#### [TRY IT]
Exact copies of the records below are needed, free of pictures.

____ DATA

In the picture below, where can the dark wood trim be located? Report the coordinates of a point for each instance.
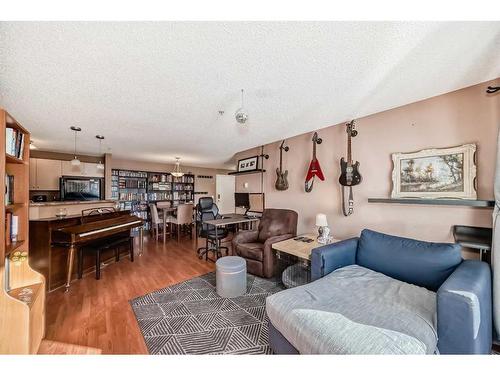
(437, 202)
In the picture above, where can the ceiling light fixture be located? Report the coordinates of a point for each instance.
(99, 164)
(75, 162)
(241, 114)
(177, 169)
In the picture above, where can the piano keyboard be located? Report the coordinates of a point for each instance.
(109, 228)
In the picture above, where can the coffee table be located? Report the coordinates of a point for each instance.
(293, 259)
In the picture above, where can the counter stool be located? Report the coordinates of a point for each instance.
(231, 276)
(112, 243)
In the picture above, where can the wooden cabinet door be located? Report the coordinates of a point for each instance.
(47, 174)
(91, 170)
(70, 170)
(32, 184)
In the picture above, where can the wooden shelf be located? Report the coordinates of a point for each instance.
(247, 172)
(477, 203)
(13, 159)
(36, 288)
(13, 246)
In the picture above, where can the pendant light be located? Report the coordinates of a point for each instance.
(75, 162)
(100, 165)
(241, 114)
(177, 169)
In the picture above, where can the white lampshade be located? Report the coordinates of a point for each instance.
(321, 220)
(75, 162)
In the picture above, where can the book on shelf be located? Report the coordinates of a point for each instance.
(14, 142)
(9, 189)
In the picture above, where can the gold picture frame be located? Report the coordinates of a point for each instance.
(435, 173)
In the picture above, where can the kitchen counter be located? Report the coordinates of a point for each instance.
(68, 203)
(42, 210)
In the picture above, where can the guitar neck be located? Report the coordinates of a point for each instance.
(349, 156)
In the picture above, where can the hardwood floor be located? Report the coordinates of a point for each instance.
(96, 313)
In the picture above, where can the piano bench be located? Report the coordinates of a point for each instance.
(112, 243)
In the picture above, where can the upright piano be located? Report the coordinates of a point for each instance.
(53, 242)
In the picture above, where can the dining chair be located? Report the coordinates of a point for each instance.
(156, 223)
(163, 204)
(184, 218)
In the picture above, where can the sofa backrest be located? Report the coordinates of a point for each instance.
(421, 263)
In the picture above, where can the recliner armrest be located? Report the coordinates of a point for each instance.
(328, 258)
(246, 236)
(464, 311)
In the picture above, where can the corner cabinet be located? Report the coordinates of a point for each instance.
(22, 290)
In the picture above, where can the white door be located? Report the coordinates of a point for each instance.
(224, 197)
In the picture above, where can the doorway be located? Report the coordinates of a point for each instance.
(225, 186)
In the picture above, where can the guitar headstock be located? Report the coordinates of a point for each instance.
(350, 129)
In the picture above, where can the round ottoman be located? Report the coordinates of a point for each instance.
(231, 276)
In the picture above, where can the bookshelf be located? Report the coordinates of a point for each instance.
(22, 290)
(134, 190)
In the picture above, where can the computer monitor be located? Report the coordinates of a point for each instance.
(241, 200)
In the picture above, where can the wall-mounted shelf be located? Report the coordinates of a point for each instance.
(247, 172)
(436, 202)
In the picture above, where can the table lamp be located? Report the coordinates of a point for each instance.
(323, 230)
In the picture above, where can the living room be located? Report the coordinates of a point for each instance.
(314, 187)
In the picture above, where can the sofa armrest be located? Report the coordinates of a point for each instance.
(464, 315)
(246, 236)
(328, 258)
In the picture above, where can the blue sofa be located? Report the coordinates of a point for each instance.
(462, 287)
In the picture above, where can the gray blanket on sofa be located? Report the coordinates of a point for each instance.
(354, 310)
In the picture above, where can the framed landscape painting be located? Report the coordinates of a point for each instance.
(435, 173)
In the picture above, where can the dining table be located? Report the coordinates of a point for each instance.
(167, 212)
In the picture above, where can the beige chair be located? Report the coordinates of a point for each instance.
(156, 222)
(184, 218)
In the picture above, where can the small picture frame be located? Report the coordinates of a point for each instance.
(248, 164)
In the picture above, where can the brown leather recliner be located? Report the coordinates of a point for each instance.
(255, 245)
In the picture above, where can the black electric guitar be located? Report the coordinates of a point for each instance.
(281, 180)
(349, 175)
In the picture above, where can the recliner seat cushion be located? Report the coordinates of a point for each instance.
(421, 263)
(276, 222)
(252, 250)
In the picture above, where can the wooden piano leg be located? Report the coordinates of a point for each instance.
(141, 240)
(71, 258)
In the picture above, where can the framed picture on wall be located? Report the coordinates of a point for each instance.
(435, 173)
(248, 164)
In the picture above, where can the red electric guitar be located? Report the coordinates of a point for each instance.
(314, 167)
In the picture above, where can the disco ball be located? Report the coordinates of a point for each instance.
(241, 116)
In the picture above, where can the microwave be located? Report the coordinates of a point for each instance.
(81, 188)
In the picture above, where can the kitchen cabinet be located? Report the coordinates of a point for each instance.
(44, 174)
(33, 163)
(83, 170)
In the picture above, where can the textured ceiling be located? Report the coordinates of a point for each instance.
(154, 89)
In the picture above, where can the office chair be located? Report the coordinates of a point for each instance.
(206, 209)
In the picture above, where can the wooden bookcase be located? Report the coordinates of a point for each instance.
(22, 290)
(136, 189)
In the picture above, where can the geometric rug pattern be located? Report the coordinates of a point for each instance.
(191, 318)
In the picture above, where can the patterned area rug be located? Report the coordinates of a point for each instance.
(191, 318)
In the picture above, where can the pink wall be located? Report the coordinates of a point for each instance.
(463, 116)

________

#### [RESULT]
In the picture below, where can the dark wood trim be located? Report the coordinates of a point for each instance.
(437, 202)
In the picture above, where can the ceiling light fixture be located? Report the coordinates of a point for each instance.
(99, 164)
(75, 162)
(241, 114)
(177, 169)
In the picture above, where can the piano keyboard be located? Report the coordinates of a point for each instance.
(109, 228)
In the picture above, where can the coffee table be located? Report the coordinates of a point for each instance.
(293, 259)
In the picture above, where can the counter stool be located? Report the coordinates of a point for each instance.
(231, 276)
(112, 243)
In the picture above, where can the wooden cabinet door be located? Report the coordinates of a point for each instance.
(47, 174)
(91, 170)
(70, 170)
(32, 184)
In the picture above, where can the wooden shelf be located? Report the coordinates of a point for each instance.
(247, 172)
(477, 203)
(13, 159)
(36, 288)
(13, 246)
In the picture above, where can the pendant light be located? Report the coordinates of a point for each instance.
(75, 162)
(100, 165)
(241, 114)
(177, 169)
In the picture above, where can the white lampshade be located? Report the coordinates of a point for each instance.
(321, 220)
(75, 162)
In the picture above, where can the book on shelf be located? Report the coordinates of a point for each instance.
(14, 142)
(9, 189)
In the picture above, where can the gold picture frame be located? Report the coordinates of a point for each instance.
(435, 173)
In the picture above, where can the kitchen counter be located? Report the coordinates of a point for each instance.
(68, 203)
(42, 210)
In the picture above, where can the guitar neck be located? Report the coordinates of a point for each instance.
(349, 156)
In the picture above, where can the hardwood floor be located? Report the coordinates of a point for each instance.
(96, 313)
In the picture above, where can the piano bench be located? Report the coordinates of a point for each instance.
(112, 243)
In the picture above, where can the upright piano be located? Report the coordinates of a point for each instance.
(53, 242)
In the picture above, where can the dining chair be located? Report the coordinates of a point for each instance.
(156, 223)
(163, 204)
(184, 218)
In the picture above, where can the sofa backrest be located? Report the coordinates of a point for each instance.
(421, 263)
In the picture above, where can the recliner armrest be located? Report the coordinates of a point for each instance.
(328, 258)
(246, 236)
(464, 311)
In the picture above, where can the corner cabinet be located? Report the coordinates of a point for each instance.
(22, 290)
In the picture above, where can the white door be located? Report the coordinates of a point for each instance.
(224, 197)
In the picture above, where can the doorway be located? Report the coordinates of a point for each instance.
(225, 186)
In the picture above, where can the guitar headstock be located? Report the coordinates of a point for each instance.
(350, 129)
In the picture above, where can the round ottoman be located? Report the coordinates of a point for each instance.
(231, 276)
In the picture above, where can the bookshelf be located? Report the coordinates of a point for each instance.
(22, 290)
(134, 190)
In the picture above, where can the computer monitor be located? Report the coordinates of a point for each instance.
(241, 200)
In the picture above, where can the wall-mounted shelf be located? Report the coordinates of a point for each instance.
(247, 172)
(436, 202)
In the picture above, where can the table lamp be located? Report the coordinates of a point for each instance.
(323, 230)
In the picture above, where can the living room be located? Report the coordinates of a point for each instance.
(314, 187)
In the picture above, where can the sofa armrest be located? Report the coordinates of a point for each instance.
(464, 315)
(246, 236)
(328, 258)
In the picture above, where can the blue sofa be located? Report the coordinates of a point for each instance.
(462, 287)
In the picture above, where can the gray blanket on sofa be located? Report the coordinates of a point for each instance.
(354, 310)
In the picture above, where can the framed landscape painting be located? Report the coordinates of a point for each instance.
(435, 173)
In the picture above, where can the dining table be located? Report the coordinates of a point for each instance.
(167, 212)
In the picture above, where can the beige chair be located? Report the coordinates of a point for each instance.
(156, 222)
(184, 218)
In the picture above, where can the small picture frame be located? Report the coordinates of a point for each instance.
(248, 164)
In the picture above, where can the brown leather recliner be located? Report the coordinates of a point for each instance.
(255, 245)
In the picture above, where can the black electric guitar be located? Report the coordinates of a point for each instance.
(281, 180)
(349, 175)
In the picture above, where can the recliner seat cushion be located? Report the coordinates of a point for each instance.
(421, 263)
(276, 222)
(252, 250)
In the picture above, where can the wooden piano leg be located? Report the coordinates of a point for each instance.
(141, 240)
(71, 258)
In the picture above, where can the framed picture on wall be located? Report the coordinates of a point for each instance.
(435, 173)
(248, 164)
In the picture above, where can the red electric guitar be located? Report the coordinates of a point for each instance.
(314, 167)
In the picture above, where can the disco ball be located? Report the coordinates of a point for each instance.
(241, 116)
In the picture above, where can the microwave be located? Report the coordinates of a point for each instance.
(81, 188)
In the picture above, where can the kitchen cabinet be located? Report the coordinates of a point for each instance.
(44, 174)
(33, 163)
(83, 170)
In the picture above, where can the textured ceiling be located? Report the coordinates of a point for each instance.
(154, 89)
In the picture above, where can the office chair be located? Report the coordinates of a point for each instance.
(206, 209)
In the picture above, where can the wooden bookcase be located? Report the coordinates of a point for each instance.
(22, 290)
(136, 189)
In the picture above, where can the geometric rug pattern be located? Report the coordinates of a point for each instance.
(191, 318)
In the picture above, where can the patterned area rug be located? Report the coordinates of a point for each instance.
(191, 318)
In the picture above, where can the pink wall be located? Report the coordinates of a point for each instance.
(463, 116)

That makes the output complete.